▸ Exercise objective:
Filter the records below down to the lines that contain the string "roof", and copy each of those lines. Case counts when matching.
-- Records for this task start --
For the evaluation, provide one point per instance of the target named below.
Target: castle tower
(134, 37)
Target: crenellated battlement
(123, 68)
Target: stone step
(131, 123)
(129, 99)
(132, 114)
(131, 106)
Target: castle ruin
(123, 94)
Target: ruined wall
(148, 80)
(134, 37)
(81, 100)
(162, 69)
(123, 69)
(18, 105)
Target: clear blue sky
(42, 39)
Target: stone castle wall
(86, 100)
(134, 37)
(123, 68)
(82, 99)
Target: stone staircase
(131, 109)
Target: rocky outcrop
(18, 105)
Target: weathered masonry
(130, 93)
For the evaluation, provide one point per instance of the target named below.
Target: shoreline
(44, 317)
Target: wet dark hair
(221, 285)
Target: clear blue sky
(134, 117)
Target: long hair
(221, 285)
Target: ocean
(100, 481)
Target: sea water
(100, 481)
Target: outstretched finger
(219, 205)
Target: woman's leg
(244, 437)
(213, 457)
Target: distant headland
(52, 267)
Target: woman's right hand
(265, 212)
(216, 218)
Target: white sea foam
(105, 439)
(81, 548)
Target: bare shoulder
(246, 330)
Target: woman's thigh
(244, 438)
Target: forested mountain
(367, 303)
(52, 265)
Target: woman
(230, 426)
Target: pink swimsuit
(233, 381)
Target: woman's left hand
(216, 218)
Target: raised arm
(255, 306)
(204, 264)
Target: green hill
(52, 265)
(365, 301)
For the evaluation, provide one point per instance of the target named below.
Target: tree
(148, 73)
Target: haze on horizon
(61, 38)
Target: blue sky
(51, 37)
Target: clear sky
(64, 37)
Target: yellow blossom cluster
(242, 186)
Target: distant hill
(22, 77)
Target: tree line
-- Records for this task end --
-- Records for this task start --
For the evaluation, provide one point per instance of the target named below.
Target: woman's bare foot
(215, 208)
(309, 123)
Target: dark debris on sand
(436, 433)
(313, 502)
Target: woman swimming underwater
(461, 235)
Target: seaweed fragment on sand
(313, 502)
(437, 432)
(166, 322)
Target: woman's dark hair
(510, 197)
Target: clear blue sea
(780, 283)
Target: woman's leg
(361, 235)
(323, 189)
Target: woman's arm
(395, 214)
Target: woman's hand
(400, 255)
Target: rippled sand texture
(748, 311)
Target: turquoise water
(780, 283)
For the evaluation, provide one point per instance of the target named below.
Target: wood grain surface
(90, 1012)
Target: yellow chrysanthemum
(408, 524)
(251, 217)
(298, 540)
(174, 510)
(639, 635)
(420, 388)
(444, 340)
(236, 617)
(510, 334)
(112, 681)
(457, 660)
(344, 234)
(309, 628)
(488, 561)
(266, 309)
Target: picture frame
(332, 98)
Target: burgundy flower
-- Records for this task end --
-- Records for this task start --
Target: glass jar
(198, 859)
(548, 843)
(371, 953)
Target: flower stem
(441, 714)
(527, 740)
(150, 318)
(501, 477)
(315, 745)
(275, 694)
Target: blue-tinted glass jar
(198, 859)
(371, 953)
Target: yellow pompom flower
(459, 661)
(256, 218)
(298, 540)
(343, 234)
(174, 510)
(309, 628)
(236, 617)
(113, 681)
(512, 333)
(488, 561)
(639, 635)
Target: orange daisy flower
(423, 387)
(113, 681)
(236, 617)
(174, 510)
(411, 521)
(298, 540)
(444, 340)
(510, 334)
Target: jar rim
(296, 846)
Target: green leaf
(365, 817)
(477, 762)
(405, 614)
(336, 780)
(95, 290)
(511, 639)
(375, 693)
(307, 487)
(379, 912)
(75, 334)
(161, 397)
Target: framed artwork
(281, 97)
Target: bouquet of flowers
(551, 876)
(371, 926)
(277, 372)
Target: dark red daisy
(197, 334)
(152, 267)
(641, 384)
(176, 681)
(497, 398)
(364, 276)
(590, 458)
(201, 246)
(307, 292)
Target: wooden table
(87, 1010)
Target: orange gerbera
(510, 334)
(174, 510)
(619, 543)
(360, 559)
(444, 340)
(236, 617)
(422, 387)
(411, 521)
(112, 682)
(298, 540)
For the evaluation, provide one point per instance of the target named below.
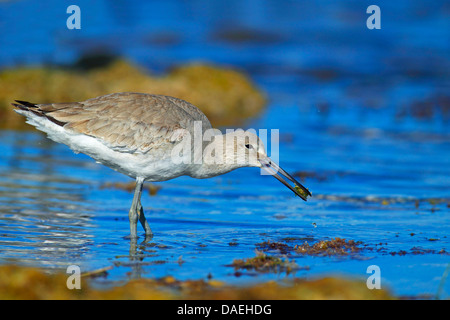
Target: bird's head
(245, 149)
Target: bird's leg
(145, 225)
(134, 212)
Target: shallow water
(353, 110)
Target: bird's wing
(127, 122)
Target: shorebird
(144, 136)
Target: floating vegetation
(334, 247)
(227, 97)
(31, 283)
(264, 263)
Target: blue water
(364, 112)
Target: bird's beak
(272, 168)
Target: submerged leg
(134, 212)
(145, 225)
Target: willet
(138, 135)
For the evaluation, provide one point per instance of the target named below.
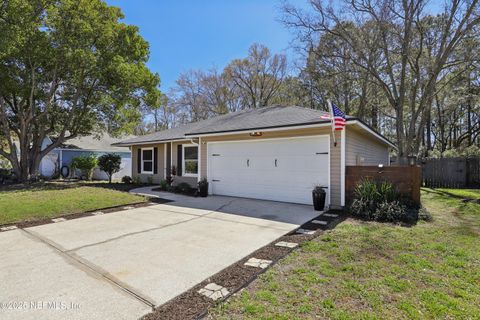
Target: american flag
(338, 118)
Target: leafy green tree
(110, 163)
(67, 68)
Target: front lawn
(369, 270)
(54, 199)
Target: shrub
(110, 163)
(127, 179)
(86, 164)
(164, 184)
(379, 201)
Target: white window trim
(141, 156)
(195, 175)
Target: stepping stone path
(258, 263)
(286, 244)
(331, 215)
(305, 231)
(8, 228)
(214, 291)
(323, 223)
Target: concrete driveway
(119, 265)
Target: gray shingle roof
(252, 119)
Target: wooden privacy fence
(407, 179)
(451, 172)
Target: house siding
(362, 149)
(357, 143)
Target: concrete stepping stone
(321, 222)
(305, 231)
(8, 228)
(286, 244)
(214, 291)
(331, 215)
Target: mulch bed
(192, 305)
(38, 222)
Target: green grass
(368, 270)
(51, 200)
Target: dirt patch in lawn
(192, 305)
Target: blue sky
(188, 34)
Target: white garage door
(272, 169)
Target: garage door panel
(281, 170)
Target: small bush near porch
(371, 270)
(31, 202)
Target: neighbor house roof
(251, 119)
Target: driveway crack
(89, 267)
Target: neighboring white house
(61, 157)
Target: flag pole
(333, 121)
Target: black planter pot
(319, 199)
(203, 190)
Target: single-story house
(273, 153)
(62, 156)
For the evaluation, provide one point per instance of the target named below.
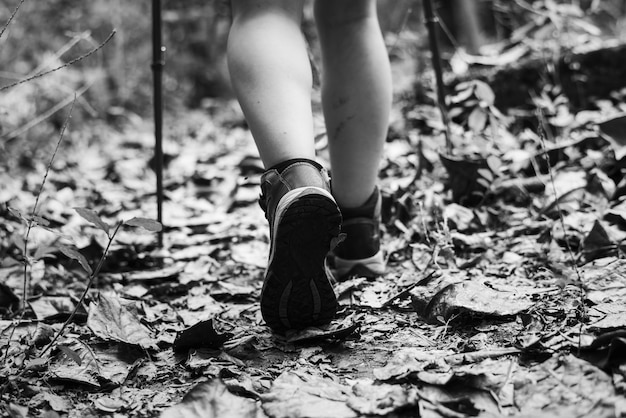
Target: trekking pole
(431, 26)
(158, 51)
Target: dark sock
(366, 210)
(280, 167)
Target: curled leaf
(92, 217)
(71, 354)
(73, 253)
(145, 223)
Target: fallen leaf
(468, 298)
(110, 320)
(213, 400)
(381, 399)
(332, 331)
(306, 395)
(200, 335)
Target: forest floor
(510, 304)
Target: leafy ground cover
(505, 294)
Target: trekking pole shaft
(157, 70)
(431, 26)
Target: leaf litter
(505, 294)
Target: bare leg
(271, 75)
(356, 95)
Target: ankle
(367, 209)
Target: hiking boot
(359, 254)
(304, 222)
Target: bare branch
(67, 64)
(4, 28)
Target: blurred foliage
-- Records for this task end --
▸ Output of the exercise:
Target: gray shingle roof
Target: neighbor house roof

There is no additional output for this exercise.